** start **

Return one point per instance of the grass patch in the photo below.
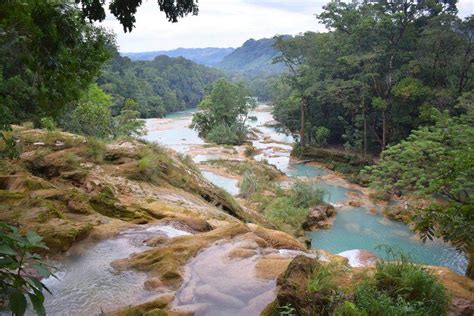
(95, 149)
(400, 287)
(284, 215)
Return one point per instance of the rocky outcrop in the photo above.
(320, 217)
(68, 187)
(293, 288)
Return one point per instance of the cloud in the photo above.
(224, 23)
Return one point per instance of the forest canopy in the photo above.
(378, 73)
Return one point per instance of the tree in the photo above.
(436, 160)
(20, 267)
(225, 107)
(48, 56)
(159, 86)
(378, 72)
(125, 10)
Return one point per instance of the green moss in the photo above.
(7, 196)
(107, 204)
(59, 235)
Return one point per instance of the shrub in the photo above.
(321, 279)
(306, 194)
(48, 123)
(19, 269)
(249, 151)
(400, 287)
(90, 119)
(285, 215)
(248, 185)
(321, 135)
(95, 149)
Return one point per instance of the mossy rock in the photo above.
(107, 204)
(59, 234)
(8, 197)
(153, 307)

** end **

**SET TASK**
Please give back only the stretch from the line containing "Return one point per instance of the shrub" through the end of the lines, renaming "mossy rock" to "moss-covered boulder" and leaving all else unchanged.

**THE SOLUTION**
Return one point per instance of the shrub in the photo above.
(321, 279)
(306, 194)
(48, 123)
(19, 269)
(249, 151)
(400, 287)
(90, 119)
(285, 215)
(248, 185)
(321, 135)
(95, 149)
Return one point per instance of the moss-covered boulder in the photo above.
(107, 204)
(59, 234)
(8, 197)
(153, 307)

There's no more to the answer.